-- TASK BRIEF --
Would you reproduce, word for word, only the lines running from the top of the data through the line containing "positive clicks: (286, 333) (233, 312)", and none of the pictures?

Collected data
★ ★ ★ ★ ★ ★ ★

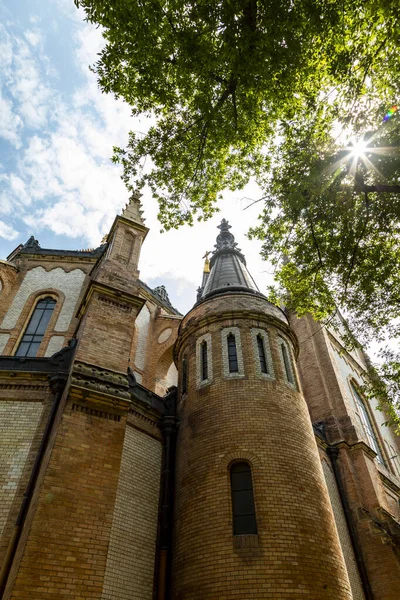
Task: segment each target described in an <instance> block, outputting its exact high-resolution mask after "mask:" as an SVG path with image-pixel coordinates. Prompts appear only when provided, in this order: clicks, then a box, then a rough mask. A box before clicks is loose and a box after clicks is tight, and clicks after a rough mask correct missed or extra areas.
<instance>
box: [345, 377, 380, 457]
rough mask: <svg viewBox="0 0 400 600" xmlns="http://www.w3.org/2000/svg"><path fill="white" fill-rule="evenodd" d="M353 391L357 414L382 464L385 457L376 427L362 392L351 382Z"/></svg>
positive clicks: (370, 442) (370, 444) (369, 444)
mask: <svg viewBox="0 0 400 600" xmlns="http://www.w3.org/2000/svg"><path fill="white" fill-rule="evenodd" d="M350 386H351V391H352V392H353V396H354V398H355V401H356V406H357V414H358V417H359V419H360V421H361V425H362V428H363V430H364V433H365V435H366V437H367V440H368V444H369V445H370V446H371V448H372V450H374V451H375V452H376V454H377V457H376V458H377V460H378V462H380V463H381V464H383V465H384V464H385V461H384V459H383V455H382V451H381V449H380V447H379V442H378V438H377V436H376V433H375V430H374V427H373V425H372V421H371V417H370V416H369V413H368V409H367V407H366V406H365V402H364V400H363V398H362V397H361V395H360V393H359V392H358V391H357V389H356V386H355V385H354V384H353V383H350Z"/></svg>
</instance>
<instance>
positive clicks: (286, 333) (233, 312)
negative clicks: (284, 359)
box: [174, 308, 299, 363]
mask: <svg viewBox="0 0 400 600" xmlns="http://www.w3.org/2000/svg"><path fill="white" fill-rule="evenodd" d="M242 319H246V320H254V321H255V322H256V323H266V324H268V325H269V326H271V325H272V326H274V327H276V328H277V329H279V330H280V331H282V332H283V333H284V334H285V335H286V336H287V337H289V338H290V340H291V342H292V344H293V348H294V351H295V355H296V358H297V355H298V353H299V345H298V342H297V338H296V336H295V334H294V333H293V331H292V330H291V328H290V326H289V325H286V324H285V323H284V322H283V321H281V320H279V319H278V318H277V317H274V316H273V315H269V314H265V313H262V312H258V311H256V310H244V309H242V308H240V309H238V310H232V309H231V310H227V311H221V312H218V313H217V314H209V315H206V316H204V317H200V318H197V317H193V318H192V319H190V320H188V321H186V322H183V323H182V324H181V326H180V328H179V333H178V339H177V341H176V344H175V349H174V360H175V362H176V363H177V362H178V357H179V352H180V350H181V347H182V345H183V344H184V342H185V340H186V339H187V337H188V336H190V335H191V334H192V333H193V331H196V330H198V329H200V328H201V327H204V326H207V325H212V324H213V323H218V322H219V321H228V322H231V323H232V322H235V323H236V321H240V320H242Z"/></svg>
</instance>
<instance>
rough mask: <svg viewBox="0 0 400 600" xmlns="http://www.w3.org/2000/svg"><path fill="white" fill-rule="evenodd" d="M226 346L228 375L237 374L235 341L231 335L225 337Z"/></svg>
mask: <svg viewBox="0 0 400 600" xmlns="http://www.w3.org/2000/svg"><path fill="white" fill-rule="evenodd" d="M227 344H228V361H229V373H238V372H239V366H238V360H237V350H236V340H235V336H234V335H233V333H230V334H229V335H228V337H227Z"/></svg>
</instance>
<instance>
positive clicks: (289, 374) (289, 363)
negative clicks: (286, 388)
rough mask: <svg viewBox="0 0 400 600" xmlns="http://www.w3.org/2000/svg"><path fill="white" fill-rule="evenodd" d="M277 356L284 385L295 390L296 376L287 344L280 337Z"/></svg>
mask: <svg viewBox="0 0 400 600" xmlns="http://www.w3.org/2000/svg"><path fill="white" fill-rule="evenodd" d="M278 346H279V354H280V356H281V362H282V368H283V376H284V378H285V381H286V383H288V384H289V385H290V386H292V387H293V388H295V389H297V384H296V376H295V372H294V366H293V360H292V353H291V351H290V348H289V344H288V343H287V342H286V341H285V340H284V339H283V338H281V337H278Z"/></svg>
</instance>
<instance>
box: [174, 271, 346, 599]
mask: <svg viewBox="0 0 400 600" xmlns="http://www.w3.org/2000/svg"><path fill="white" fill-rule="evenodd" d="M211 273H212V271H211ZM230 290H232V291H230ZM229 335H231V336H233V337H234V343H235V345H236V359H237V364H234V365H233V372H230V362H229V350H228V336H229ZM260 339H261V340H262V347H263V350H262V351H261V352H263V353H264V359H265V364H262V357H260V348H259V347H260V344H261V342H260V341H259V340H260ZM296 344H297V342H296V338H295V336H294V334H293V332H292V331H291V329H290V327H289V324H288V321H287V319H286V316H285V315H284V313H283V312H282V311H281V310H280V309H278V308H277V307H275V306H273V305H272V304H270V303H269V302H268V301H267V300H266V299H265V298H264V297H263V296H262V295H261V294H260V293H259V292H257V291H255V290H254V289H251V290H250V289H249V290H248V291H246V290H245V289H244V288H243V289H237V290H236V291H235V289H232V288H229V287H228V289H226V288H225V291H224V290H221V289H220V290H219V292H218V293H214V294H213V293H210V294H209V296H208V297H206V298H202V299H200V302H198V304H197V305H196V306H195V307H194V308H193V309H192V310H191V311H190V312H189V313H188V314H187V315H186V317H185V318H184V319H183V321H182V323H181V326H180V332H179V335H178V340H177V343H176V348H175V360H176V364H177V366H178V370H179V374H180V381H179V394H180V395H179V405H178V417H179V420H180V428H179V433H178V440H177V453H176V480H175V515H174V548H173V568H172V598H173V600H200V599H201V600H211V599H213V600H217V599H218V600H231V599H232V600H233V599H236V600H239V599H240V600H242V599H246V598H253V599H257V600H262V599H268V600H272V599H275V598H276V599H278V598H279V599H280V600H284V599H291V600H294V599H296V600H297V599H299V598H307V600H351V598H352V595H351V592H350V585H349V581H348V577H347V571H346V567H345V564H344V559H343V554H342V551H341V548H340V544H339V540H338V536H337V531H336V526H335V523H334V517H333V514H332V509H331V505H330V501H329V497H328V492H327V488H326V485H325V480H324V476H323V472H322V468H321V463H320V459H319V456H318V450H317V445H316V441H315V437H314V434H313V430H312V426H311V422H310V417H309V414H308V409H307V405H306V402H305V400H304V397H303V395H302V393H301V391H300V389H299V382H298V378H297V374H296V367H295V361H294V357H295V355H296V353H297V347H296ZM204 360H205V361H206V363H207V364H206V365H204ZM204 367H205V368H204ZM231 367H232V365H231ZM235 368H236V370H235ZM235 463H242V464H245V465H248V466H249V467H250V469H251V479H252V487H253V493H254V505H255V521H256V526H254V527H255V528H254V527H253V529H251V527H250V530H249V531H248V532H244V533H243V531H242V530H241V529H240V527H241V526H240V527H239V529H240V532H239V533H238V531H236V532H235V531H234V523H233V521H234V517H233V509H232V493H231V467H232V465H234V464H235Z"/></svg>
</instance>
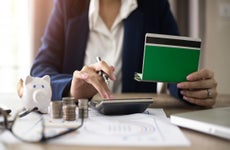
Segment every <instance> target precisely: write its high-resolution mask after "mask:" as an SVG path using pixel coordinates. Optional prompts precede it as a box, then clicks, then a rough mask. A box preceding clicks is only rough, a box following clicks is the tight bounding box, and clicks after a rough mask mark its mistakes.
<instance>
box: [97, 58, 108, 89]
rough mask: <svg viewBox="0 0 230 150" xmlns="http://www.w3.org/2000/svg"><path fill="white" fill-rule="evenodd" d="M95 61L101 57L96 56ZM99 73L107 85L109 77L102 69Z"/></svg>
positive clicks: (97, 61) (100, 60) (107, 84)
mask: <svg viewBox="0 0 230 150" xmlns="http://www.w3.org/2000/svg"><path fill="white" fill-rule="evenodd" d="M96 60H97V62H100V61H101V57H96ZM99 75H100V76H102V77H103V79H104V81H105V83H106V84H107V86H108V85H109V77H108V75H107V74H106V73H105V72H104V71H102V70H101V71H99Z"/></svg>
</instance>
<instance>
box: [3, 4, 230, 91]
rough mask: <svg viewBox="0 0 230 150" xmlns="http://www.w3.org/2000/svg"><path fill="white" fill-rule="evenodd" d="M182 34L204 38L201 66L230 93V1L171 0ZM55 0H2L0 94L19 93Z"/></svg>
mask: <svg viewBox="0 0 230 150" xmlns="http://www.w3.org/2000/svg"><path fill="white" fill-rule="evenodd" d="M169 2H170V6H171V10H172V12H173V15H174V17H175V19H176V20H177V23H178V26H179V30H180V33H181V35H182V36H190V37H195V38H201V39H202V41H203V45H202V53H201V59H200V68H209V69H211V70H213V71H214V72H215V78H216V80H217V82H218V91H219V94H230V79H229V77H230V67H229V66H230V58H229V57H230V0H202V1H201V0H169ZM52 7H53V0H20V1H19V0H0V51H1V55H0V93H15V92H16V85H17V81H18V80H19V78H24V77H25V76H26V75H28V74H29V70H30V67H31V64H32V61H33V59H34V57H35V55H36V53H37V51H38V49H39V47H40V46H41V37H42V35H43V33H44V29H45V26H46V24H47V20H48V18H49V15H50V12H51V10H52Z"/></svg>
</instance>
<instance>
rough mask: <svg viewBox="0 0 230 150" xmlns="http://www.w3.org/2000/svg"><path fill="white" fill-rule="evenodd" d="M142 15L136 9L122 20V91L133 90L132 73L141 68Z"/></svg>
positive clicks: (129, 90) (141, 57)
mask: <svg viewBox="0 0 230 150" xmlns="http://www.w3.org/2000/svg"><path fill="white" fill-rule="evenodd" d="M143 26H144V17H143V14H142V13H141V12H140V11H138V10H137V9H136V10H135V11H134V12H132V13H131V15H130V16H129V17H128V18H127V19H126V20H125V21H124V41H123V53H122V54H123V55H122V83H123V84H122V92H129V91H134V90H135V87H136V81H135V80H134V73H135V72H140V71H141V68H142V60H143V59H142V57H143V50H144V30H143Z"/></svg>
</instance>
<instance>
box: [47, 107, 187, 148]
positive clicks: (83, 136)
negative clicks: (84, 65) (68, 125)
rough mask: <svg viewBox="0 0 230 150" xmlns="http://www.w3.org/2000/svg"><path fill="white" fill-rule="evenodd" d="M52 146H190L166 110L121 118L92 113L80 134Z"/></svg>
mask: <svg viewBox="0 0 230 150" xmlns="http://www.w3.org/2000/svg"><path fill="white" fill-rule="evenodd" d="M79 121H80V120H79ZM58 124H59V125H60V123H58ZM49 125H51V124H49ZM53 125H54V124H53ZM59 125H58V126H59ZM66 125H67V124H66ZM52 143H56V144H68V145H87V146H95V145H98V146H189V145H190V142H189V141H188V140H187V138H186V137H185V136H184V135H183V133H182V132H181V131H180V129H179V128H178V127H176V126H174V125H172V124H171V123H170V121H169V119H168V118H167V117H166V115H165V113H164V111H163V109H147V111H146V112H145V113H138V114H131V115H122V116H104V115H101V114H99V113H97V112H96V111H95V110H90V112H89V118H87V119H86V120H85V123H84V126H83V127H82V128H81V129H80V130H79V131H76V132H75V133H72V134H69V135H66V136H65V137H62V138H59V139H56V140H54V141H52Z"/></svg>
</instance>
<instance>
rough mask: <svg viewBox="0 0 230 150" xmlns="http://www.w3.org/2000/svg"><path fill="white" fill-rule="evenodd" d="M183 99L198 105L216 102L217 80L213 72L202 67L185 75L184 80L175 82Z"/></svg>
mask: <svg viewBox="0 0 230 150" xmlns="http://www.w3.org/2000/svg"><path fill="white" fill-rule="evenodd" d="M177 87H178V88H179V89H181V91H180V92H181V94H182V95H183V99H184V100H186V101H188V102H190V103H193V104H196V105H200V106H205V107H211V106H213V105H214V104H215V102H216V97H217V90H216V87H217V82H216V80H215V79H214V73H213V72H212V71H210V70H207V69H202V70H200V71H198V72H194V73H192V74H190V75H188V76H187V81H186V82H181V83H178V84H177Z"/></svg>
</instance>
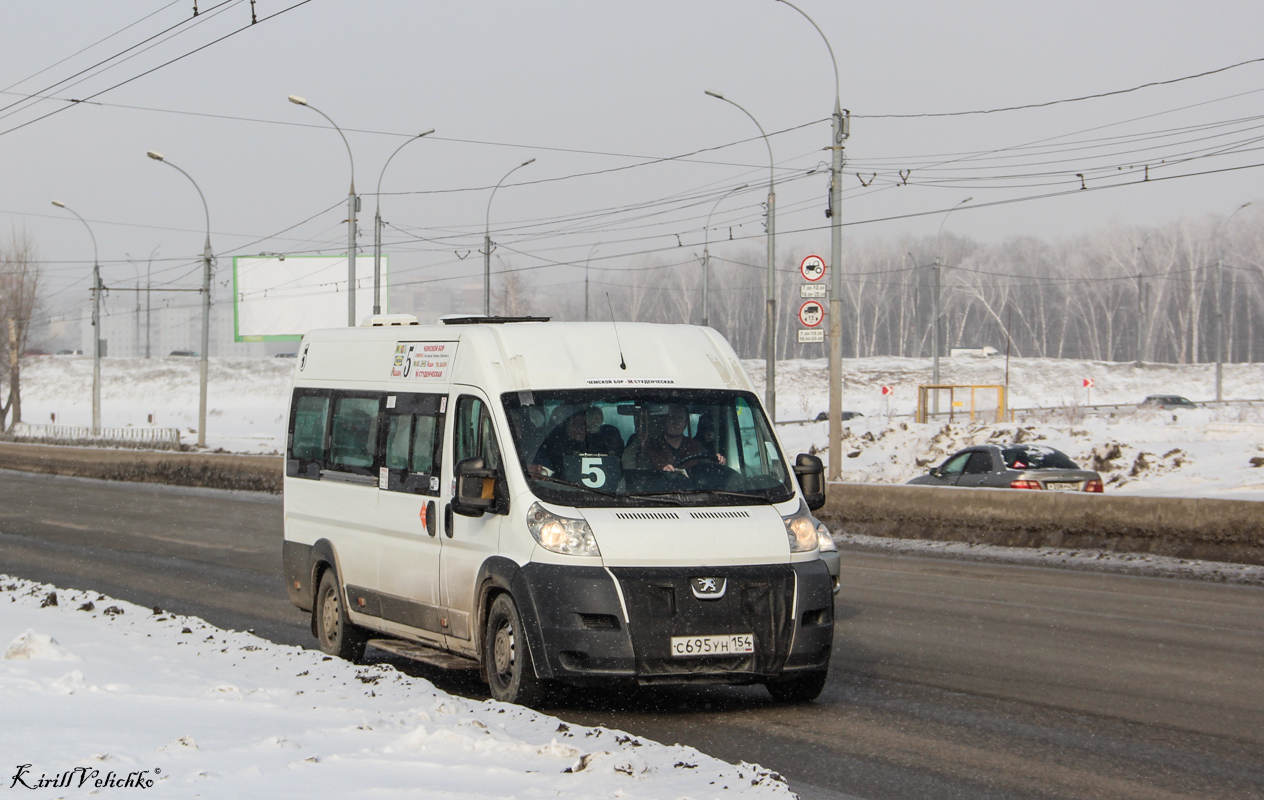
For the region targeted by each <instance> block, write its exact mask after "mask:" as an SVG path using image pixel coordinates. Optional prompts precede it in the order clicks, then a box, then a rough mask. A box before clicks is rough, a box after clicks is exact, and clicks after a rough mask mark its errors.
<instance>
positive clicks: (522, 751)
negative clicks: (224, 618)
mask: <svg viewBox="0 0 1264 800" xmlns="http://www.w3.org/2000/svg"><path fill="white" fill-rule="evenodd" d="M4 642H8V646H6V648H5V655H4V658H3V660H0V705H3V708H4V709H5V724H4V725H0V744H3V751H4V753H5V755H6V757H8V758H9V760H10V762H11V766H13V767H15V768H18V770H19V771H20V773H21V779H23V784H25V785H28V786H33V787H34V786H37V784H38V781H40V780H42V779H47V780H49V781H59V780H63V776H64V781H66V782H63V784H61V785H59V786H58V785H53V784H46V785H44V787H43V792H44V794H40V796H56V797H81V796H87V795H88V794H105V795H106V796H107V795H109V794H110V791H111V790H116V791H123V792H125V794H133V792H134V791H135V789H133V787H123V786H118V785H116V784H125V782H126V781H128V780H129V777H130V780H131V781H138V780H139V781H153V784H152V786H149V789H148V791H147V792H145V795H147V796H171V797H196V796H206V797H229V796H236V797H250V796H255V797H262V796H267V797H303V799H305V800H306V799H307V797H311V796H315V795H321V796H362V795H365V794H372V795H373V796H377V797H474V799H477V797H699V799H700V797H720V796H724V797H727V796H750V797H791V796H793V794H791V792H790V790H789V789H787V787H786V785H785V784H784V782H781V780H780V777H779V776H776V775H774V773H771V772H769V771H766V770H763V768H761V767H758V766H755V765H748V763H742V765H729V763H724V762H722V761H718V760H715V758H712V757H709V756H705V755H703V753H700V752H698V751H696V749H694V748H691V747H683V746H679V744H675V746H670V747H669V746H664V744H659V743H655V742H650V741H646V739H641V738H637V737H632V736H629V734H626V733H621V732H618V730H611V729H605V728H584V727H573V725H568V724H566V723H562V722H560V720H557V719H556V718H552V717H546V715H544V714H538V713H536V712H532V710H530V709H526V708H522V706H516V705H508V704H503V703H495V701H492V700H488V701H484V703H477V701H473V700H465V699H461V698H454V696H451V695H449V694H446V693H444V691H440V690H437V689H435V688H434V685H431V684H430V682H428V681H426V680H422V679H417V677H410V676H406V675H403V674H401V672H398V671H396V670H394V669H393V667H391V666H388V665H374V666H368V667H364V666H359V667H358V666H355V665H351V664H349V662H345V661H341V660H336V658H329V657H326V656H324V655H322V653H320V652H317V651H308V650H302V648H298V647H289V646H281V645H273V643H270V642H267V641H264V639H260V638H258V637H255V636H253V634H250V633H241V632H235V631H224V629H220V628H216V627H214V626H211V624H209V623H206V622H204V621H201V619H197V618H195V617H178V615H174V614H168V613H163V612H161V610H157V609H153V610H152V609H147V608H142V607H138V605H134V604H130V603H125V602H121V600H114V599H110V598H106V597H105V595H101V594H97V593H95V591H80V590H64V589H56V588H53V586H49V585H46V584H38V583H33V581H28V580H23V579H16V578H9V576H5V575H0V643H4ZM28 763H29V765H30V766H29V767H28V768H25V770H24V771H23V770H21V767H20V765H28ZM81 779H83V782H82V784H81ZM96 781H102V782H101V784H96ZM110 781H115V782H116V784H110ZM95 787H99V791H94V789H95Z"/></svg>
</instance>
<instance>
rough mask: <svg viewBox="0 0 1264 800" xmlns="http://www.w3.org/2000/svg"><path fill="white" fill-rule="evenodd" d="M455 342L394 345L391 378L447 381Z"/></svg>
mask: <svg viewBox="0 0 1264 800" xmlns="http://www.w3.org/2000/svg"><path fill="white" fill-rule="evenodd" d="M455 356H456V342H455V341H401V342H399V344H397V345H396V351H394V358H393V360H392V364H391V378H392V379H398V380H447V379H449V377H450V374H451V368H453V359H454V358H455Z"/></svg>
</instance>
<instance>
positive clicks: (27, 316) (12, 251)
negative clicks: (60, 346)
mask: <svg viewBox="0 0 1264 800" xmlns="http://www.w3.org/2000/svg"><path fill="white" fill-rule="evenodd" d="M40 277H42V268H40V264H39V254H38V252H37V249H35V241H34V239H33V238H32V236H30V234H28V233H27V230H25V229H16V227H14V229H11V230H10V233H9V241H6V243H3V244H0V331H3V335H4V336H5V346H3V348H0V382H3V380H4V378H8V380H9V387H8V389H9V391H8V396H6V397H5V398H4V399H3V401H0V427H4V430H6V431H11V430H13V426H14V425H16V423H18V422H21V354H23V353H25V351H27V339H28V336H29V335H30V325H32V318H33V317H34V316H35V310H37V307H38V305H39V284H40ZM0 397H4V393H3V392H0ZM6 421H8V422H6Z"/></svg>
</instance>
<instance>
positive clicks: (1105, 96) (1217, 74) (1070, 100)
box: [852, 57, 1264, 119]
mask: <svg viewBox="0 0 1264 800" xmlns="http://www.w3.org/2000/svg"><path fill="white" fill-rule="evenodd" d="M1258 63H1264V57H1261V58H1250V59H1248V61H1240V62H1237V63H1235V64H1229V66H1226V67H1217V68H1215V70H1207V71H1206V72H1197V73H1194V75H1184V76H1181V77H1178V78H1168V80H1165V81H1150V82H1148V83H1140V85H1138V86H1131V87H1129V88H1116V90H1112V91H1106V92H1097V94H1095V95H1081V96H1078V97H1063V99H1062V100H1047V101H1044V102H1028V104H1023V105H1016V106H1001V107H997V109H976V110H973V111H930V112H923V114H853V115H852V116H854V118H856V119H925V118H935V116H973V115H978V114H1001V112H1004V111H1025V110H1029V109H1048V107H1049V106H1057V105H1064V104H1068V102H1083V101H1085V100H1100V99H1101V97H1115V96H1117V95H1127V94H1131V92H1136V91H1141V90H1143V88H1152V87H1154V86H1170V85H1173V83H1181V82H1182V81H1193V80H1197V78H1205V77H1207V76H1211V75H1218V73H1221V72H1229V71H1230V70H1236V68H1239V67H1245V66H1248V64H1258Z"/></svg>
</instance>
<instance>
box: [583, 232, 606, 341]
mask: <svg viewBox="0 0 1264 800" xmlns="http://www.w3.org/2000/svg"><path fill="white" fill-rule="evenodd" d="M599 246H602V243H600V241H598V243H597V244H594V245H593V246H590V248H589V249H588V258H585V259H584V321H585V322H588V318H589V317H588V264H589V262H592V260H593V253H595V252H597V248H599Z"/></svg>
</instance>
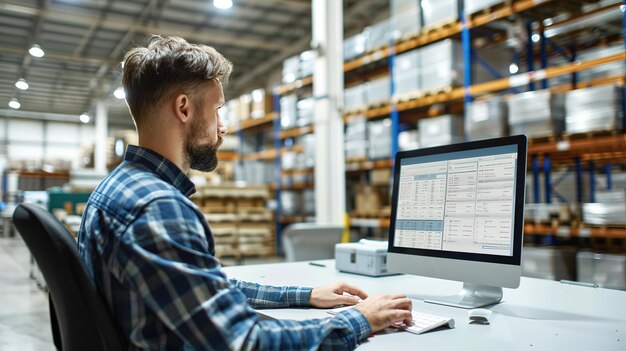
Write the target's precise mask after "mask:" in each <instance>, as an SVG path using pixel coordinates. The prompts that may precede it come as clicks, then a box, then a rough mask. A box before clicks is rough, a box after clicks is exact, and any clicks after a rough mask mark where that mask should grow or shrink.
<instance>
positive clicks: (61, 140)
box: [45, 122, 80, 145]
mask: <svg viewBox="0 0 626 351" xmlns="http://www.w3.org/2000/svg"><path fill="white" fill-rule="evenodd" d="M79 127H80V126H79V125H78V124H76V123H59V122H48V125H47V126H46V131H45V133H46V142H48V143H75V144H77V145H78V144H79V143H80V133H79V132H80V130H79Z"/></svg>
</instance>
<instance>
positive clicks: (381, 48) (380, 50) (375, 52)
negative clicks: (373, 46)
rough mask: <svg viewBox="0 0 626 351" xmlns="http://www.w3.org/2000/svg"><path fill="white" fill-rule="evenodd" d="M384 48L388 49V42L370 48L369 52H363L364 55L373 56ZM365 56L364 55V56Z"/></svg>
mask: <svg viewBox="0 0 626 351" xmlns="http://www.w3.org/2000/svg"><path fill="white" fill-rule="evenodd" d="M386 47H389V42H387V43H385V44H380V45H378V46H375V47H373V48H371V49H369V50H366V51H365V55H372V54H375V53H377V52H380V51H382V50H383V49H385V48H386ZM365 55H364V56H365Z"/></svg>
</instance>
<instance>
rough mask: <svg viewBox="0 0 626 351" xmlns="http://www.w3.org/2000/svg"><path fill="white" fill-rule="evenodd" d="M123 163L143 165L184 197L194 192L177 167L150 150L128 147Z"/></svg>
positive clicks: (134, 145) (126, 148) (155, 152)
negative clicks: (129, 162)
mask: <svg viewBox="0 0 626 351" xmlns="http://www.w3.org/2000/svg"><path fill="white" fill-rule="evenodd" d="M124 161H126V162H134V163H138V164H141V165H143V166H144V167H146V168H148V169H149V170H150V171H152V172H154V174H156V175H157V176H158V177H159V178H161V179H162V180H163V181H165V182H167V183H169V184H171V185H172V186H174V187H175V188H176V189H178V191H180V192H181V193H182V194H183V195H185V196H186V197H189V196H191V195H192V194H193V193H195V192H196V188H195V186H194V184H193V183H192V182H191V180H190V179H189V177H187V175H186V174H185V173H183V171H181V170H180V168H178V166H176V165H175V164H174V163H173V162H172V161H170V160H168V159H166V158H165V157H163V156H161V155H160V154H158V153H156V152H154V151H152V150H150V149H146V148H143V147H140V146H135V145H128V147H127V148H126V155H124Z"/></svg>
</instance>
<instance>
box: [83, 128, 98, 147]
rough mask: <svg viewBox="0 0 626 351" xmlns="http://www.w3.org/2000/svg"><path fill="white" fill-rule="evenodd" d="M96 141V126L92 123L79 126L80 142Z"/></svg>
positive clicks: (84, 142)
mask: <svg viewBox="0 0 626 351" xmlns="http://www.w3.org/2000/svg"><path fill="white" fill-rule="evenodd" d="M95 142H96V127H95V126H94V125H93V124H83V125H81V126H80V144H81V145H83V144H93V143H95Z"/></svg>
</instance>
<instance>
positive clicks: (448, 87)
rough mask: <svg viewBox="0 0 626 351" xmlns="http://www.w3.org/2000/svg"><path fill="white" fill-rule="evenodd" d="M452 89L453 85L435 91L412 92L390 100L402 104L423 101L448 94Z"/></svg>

★ ★ ★ ★ ★ ★ ★

-- OUTPUT OF THE TASK --
Task: segment each target described in an <instance> block, outputting its exact high-resolution mask after "mask:" as an SVG path with image-pixel coordinates. Prompts appear only when provided, in this order: clicks, then a box, then a rough mask. A box before clicks is loose and a box after clicks is tight, and clicks after a rough mask correct missed or extra areas.
<instance>
box: [345, 377, 380, 457]
rough mask: <svg viewBox="0 0 400 600" xmlns="http://www.w3.org/2000/svg"><path fill="white" fill-rule="evenodd" d="M353 391L357 414L382 464L385 457L376 427L362 392L351 382Z"/></svg>
positive clicks: (370, 442) (370, 444) (369, 444)
mask: <svg viewBox="0 0 400 600" xmlns="http://www.w3.org/2000/svg"><path fill="white" fill-rule="evenodd" d="M350 386H351V391H352V392H353V396H354V398H355V401H356V406H357V414H358V417H359V419H360V421H361V425H362V428H363V430H364V433H365V435H366V437H367V440H368V444H369V445H370V446H371V448H372V450H374V451H375V452H376V454H377V457H376V458H377V460H378V462H380V463H381V464H383V465H384V464H385V461H384V459H383V455H382V451H381V449H380V447H379V442H378V438H377V436H376V433H375V430H374V427H373V425H372V421H371V417H370V416H369V413H368V409H367V407H366V406H365V402H364V400H363V398H362V397H361V395H360V393H359V392H358V391H357V389H356V386H355V385H354V384H353V383H350Z"/></svg>
</instance>
<instance>
positive clicks: (286, 333) (233, 312)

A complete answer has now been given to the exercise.